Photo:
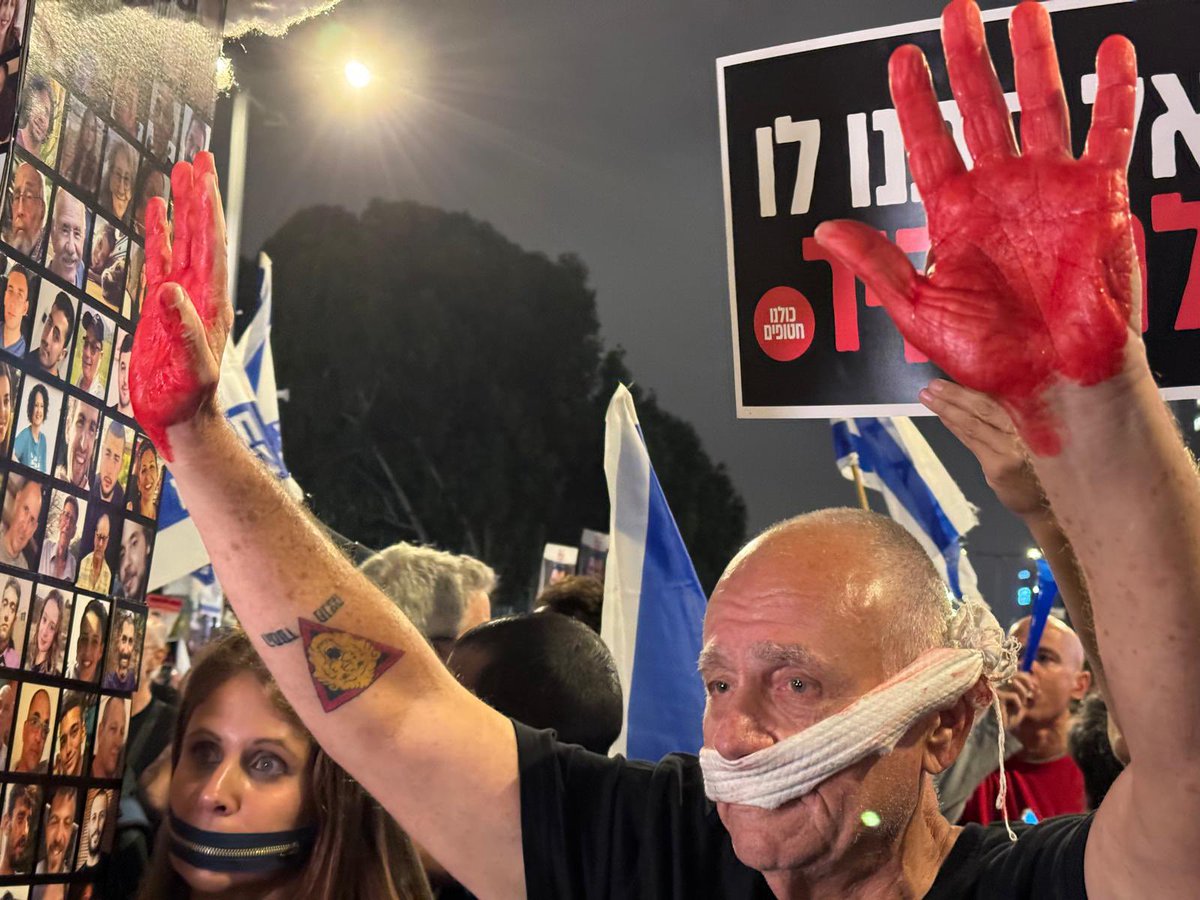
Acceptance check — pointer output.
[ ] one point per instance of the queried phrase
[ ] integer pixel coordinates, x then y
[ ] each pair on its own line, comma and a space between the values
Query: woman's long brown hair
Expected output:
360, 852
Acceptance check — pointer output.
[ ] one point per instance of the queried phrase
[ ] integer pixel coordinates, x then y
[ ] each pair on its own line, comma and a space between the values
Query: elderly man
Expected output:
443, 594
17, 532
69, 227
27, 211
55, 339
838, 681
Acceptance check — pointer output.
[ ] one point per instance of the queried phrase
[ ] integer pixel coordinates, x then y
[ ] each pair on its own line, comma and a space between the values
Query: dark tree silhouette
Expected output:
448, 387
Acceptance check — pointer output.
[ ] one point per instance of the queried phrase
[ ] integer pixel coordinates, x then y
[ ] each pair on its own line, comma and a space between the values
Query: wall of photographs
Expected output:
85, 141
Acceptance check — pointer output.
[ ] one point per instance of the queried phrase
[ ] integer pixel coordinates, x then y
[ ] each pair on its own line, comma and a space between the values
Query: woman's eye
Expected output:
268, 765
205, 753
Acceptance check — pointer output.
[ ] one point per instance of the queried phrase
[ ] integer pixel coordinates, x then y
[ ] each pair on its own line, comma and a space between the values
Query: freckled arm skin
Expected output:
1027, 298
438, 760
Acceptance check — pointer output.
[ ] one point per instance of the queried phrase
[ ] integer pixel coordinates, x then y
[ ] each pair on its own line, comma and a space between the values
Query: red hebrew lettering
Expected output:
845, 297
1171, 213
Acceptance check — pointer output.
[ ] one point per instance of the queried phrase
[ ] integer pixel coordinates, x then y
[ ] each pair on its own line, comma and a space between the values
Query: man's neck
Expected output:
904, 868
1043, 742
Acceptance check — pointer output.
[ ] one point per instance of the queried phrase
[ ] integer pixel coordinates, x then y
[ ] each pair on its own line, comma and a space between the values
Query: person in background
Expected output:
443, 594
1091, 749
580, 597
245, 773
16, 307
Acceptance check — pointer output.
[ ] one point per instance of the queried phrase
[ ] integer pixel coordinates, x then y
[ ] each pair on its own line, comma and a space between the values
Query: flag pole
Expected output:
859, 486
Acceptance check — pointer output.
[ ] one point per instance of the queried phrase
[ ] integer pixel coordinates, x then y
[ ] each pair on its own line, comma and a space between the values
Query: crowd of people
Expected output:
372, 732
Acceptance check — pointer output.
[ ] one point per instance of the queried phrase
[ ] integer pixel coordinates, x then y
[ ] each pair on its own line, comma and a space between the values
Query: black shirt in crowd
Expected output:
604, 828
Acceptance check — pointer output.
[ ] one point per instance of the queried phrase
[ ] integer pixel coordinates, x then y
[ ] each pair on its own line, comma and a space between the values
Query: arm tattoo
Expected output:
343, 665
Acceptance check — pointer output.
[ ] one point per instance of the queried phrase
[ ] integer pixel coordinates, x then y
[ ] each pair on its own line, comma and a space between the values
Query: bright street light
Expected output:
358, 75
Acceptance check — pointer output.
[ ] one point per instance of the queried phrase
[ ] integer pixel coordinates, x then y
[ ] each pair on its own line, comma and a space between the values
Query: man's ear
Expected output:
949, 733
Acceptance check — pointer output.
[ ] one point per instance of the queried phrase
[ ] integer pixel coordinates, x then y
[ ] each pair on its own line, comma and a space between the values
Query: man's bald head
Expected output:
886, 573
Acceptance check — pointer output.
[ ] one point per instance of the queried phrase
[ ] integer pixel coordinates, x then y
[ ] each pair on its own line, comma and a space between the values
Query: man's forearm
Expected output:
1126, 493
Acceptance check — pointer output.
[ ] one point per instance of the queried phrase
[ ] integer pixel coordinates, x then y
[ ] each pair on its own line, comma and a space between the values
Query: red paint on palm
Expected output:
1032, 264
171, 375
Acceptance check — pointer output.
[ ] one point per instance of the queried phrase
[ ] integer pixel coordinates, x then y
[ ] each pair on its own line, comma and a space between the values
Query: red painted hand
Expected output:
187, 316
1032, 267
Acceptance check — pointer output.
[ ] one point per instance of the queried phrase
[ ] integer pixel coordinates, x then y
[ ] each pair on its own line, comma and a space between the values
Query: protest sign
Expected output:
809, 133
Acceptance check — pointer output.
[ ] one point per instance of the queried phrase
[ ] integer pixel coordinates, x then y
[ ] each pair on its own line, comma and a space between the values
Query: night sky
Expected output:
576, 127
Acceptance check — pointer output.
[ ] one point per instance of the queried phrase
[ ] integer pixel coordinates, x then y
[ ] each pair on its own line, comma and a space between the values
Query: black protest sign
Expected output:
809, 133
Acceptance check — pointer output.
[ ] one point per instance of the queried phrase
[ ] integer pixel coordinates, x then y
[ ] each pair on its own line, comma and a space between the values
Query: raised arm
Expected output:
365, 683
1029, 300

- - -

Write out again every line above exactly as given; the pictures do not belong in the copy.

Photo:
Acceptance check — pointer output.
[ ] one point per instance of the queried phrase
[ ] integer pixel coordinates, x then y
[ ] each pair on its own line, comma and a space between the values
Query: woman's long brown hair
Expected output:
360, 852
Acceptance check — pointer output.
[ ] one point per instance of the queried phrase
[ ] integer pixel coordinates, x then y
[ ] each pair on its own line, comma and a space between the values
Query: elderly man
Expected output:
443, 594
17, 532
69, 227
27, 211
55, 339
838, 681
Acceptance check — pointer output.
[ ] one point per instance of the queried phrase
[ ] integer pixel coordinates, x then y
[ ] each pair on its own line, comma and a space between the values
Query: dark tree silhouette
Expected output:
448, 387
Acceptance check — pointer output.
[ ] one point per instance of the queried phrase
[ ] integer pixel coordinates, x then y
[ ] each pair on its own line, comma and a space between the values
Query: wall of photographs
Expected output:
85, 141
Acceptance check — pointer output.
[ ] one point per instance of the queried phrase
[ ] integer pixel coordinates, x then y
[ ] each pair on its own line, comma and a space between the values
Query: woman's eye
Expected output:
268, 765
205, 753
Acceptance check — pointer output.
[ ] one point per instance of the queried phrase
[ ] integer pixel coordinates, x then y
[ ] each pair on its own line, comma and a space between the values
Query: freckled arm skin
Expected output:
1027, 298
438, 760
Acceptance check — pointer output.
[ ] one point per instance of the queried phrase
[ ] integer pixel coordinates, x then y
[ ] each pair on its own line, comma and a space between the values
Query: red hebrew lettering
Expected output:
845, 297
1171, 213
Acceptance check — pointer output.
[ ] one point per instance of the queried phrase
[ ] integer pixel coordinates, x then y
[ ] each pair on its own line, comma and a space between the values
Query: man's neck
Expected output:
904, 868
1043, 742
Acceptance check — pointer output.
[ ] one point per instance of the queried phrase
[ ] integer pixel coordinates, x then y
[ ] each pair on its own line, comma and a space between the values
Query: person in background
Expected output:
443, 594
1091, 749
580, 597
245, 773
16, 307
Acceptance check — pointer output.
[ ] one point per instance of the queried phrase
[ ] integer pixel coordinates, x then y
[ ] each pair on its own line, comma and a space between the values
Query: flag pole
Expected output:
859, 486
Acceptance check — pointer output.
[ ] one point per instance of the queried phrase
[ ] integer pixel coordinates, x then y
[ ] each pair on its own line, comma and a space between the values
Query: crowd of people
Expected output:
372, 732
Acceptance check — pointer output.
[ ] one point per instance of the queried phrase
[ ] integer pixel coordinates, x then y
[ ] each pair on its own line, comma and a space between the values
Query: black shirt in crowd
Expected output:
604, 828
Acceptance check — pointer output.
[ ] one point per instance of the queried phrase
[ ] integer pixel coordinates, x then y
[ ] each pair on its own line, comma and a space between the values
Query: arm tattoo
Expected output:
343, 665
Acceptance check — pointer output.
[ ] one point per instance of the queried phrase
[ ] integer pixel coordinates, x then y
[ ] each pair on its own line, comma and a space between the values
Query: bright street light
Expected output:
358, 75
Acceptance check — pointer output.
[ ] one point per instance of the queried phrase
[ ] integer pixel coordinates, x then y
[ ] each pair on its own line, comma and a space between the values
Query: man's ear
Expected output:
949, 733
Acceptance check — pointer output.
[ ] one point per instance of the queried phrase
[ ] integer pixel coordinates, x then y
[ ] each pair on its own line, comma and a space between the values
Query: man's bald head
Expected output:
886, 573
Acceptance check — pointer output.
[ ] one point per instance of the queried phrase
[ ] integer pixel coordinates, x then y
[ ] each pair on its own line, comma and a space between the values
Query: man's forearm
Expected output:
1126, 493
Acceptance check — pointer output.
[ ] one point per instance of the queried phrase
[ ] integer pixel coordinates, x then y
[ ] each pair on its own line, comma and a space between the values
Query: red paint on palm
Expected output:
1032, 264
171, 375
Acceptance check — pointer output.
[ ] one point per instance of the queried phrase
[ ] integer pixel coordinates, x then y
[ ] each pair on its own line, comma and a space between the values
Query: red painted hand
Expected output:
187, 316
1032, 267
Acceptance check — pointer output.
[ ] one point per instance of the queried phrase
[ ] integer pixel coordinates, x then y
[ ] each pair on its own line, comma and a space between the values
Query: protest sign
Expected output:
809, 133
Acceptance check — pointer output.
[ ] one point per instance of the queried phrase
[ ] integer pixel coordinates, x then y
[ ] each pair on its own line, comma and a space between the values
Query: night sky
Expected output:
576, 127
Acceptance check — pointer output.
[ ] one point per instance of the queried phrase
[ ] integer pixel coordinates, x then y
[ ] each pair on its own line, comma and a space between the values
Query: black protest sign
Expected output:
809, 133
Acceptance check — pointer output.
[ ] one point per instance of the queried phrase
[ ] integer pixel coordinates, x then y
[ ] each pair on its own line, comma and a space between the values
Query: raised arm
Expected output:
365, 683
1029, 300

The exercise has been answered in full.